◆ Quoted passage ◆
WARNING THIS POST CONTAINS STATEMENTS THAT ARE NOT SUITABLE FOR BELIEVING EYES (send your kids to watch The Polar Express or something)
So my child is two and a half. Last Christmas season seeing a Santa elicited a cute little “ho ho ho” from him that we just couldn’t get enough of. It was so jolly coming out of that fat little face – a frivolous innocent moment of his childhood that will (barring any cognitively degenerative diseases and/or severe head trauma) forever be etched in the annals of my memory. Well, this year he is asking questions.
I haven’t answered with any statements of “fact” yet. I just kind of nebulously say “Well, he’s a jolly character who helps us remember Jesus’ birthday”. I’m really feeling the pressure. This kid remembers EVERYTHING, with an uncanny ability to then explain back to me what I’ve taught him along with several associations he’s made in his pint sized head and then offers follow-up questions. So I figure my current weak sauce answers might last me through another 48 hours. Max.
To preface this particular neurotic quandry of mine, I need to mention that when I was his age (well, three months older if we’re splitting hairs) an absolutely horrific lie was perpetrated in my life. Years later when I uncovered this lie I vowed I would never lie to my child. I never want to give my child a reason to question my word. Period.

◆ Given information ◆
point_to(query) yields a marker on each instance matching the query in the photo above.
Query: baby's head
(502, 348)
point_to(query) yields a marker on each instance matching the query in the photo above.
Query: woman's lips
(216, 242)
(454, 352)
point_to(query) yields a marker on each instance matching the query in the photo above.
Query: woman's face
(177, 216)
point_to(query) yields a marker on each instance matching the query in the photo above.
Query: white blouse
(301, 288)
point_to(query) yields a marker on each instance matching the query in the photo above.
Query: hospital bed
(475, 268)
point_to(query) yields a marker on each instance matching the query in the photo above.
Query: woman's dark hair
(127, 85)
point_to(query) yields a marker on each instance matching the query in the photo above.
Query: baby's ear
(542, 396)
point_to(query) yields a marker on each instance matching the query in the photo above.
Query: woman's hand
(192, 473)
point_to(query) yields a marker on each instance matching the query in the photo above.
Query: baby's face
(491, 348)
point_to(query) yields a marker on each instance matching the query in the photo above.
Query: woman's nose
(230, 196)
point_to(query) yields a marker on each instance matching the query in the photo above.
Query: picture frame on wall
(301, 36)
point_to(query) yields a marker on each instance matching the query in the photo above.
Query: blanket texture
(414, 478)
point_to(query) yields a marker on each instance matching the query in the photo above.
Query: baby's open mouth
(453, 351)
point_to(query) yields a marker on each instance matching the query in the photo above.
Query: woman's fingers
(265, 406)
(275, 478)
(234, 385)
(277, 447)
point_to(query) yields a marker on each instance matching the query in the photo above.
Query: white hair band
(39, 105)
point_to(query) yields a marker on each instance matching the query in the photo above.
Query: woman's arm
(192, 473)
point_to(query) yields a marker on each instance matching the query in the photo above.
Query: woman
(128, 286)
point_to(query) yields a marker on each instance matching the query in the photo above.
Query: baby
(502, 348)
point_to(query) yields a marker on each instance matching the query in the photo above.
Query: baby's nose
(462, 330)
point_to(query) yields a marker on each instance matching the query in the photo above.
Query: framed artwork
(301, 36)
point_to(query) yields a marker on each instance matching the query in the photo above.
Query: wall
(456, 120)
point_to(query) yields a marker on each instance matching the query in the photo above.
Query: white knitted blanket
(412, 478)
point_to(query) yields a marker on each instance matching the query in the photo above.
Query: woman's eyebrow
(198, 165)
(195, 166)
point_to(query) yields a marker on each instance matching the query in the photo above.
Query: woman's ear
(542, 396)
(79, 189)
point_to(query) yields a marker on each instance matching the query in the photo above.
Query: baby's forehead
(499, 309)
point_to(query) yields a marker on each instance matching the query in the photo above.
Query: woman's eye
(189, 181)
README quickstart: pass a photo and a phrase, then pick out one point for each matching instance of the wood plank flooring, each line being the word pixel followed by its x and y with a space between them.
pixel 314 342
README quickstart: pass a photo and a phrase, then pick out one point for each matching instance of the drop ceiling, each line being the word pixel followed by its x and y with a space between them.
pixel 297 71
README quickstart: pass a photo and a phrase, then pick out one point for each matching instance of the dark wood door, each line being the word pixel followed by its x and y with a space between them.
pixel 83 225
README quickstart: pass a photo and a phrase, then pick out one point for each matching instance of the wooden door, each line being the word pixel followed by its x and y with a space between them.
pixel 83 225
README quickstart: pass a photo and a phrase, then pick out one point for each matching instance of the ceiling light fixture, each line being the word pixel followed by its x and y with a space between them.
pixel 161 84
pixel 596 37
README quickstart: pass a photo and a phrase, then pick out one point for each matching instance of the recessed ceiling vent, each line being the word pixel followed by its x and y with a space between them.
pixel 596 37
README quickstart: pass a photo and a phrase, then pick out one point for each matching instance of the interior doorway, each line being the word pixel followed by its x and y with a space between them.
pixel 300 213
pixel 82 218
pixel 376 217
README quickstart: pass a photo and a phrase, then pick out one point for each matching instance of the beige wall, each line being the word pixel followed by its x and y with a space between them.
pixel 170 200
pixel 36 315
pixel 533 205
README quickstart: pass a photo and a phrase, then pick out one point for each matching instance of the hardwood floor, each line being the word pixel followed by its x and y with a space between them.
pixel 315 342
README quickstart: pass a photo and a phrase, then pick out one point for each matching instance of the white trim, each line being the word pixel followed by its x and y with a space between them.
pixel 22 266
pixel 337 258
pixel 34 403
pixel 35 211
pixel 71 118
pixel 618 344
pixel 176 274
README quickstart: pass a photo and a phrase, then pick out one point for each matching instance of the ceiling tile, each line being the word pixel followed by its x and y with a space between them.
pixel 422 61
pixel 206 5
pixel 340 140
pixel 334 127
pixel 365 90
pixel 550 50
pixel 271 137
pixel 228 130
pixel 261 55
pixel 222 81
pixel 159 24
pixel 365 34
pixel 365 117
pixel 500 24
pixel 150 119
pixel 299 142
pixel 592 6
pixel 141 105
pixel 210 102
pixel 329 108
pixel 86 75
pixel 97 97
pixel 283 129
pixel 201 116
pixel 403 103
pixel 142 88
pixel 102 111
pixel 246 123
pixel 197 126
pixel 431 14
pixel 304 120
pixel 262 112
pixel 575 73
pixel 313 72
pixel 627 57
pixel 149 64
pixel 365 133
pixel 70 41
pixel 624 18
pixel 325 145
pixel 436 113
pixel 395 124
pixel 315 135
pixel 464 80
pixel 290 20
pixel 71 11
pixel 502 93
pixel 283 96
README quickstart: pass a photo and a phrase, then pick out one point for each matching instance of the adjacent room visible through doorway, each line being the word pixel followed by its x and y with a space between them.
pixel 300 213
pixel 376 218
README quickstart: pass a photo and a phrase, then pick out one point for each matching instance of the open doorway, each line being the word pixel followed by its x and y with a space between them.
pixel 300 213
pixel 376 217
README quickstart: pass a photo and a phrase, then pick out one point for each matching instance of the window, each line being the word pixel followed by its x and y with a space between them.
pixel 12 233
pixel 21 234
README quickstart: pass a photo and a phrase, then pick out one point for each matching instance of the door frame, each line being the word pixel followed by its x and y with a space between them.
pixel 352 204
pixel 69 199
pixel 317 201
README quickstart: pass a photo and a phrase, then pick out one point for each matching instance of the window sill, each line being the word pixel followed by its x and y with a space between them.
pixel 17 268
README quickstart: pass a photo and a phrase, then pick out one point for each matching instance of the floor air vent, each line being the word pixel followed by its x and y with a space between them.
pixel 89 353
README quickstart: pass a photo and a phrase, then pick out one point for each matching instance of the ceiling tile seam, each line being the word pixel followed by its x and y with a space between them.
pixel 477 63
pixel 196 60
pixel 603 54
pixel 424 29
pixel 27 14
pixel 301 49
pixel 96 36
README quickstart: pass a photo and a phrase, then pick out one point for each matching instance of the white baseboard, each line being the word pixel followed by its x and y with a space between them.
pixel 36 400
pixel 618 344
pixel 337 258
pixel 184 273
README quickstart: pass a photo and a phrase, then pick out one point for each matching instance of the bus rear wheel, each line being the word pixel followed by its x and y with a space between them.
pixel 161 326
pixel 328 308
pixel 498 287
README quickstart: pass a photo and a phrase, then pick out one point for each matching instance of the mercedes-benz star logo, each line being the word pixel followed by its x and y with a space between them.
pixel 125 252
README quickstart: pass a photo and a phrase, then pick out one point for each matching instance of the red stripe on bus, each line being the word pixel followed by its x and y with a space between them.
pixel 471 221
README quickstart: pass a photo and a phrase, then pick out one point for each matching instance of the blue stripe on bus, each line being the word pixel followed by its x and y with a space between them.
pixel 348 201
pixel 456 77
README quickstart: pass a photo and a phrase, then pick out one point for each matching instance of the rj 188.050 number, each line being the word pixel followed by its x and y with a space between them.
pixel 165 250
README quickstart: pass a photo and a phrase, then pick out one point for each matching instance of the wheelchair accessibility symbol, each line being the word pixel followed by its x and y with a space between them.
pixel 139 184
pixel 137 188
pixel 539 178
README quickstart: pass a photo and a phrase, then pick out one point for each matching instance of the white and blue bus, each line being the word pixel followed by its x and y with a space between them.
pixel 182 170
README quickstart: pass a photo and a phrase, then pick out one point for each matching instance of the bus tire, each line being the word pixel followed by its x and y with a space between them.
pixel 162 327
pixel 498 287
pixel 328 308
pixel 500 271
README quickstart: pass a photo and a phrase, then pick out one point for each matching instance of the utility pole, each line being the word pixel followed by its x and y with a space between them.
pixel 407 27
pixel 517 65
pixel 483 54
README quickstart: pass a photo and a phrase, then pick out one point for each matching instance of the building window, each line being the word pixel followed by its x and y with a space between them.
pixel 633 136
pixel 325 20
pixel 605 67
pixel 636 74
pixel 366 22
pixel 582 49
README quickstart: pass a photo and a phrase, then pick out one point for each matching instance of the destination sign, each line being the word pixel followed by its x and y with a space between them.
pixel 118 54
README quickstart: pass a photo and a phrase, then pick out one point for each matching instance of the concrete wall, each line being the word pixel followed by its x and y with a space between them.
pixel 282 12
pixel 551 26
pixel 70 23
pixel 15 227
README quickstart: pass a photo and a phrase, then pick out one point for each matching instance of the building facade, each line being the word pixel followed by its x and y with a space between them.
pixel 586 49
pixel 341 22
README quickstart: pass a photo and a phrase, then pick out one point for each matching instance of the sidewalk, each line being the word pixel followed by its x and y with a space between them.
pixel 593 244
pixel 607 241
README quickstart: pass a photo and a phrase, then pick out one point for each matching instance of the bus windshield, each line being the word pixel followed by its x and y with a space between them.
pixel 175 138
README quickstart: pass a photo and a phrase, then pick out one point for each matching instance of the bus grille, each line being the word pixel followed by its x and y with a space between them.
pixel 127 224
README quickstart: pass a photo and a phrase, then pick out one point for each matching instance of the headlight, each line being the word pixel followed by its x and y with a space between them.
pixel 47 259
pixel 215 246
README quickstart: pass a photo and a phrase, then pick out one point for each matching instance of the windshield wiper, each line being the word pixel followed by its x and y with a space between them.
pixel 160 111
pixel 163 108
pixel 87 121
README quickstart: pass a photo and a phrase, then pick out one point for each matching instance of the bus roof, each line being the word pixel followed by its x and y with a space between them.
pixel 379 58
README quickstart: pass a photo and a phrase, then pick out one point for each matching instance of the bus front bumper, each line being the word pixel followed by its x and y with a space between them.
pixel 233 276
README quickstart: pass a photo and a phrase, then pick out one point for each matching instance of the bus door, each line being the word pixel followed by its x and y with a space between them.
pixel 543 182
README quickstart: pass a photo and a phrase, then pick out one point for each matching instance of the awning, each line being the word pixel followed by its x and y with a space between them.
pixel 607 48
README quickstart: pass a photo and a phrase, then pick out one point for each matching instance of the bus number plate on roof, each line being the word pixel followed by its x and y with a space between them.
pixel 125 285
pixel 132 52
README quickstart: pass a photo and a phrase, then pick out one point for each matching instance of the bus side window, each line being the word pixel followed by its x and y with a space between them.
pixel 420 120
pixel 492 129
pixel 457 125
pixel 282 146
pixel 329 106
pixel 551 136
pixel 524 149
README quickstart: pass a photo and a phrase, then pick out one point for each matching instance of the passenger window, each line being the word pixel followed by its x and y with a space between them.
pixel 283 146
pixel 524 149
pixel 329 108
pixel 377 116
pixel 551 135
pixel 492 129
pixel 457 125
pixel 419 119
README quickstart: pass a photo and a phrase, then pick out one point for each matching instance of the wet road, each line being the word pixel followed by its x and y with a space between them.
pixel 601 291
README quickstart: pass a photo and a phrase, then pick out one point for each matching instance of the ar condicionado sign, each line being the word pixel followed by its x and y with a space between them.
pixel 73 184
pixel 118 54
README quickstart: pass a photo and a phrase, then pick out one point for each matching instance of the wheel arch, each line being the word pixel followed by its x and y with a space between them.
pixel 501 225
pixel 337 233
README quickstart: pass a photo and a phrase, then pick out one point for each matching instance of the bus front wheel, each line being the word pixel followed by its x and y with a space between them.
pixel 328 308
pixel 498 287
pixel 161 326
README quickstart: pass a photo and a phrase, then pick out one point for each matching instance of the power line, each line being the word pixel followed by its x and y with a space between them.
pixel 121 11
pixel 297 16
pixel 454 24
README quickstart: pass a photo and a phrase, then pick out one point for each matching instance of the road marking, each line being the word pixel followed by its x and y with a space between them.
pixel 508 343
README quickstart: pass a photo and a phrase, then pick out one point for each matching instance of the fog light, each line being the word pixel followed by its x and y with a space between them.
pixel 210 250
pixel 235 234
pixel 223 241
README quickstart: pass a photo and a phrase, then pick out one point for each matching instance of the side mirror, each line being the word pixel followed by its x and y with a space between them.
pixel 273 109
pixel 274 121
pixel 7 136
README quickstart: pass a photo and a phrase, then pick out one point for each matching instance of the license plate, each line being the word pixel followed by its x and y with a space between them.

◆ Task goal ◆
Write out the Santa post word for word, starting at "So my child" and ending at "is asking questions.".

◆ Finished task ◆
So my child is two and a half. Last Christmas season seeing a Santa elicited a cute little “ho ho ho” from him that we just couldn’t get enough of. It was so jolly coming out of that fat little face – a frivolous innocent moment of his childhood that will (barring any cognitively degenerative diseases and/or severe head trauma) forever be etched in the annals of my memory. Well, this year he is asking questions.